▼
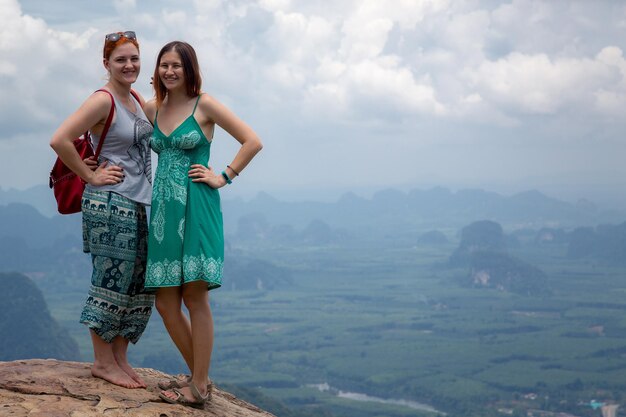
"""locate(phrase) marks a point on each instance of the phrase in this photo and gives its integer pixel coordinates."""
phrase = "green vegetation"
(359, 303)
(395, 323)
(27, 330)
▲
▼
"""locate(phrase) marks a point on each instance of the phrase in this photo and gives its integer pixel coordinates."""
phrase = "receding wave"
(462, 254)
▲
Problem: Pull out each line of the records that contains the string "phrase", copying every such line in full.

Output:
"""locate(phrase) marks a point on each instance of the phrase in this photo and gives its integer pixel coordinates."""
phrase = "green vegetation"
"""locate(phrase) marks a point on each instance of the phrase in this photo and gives its integer pixel coordinates."""
phrase = "receding wave"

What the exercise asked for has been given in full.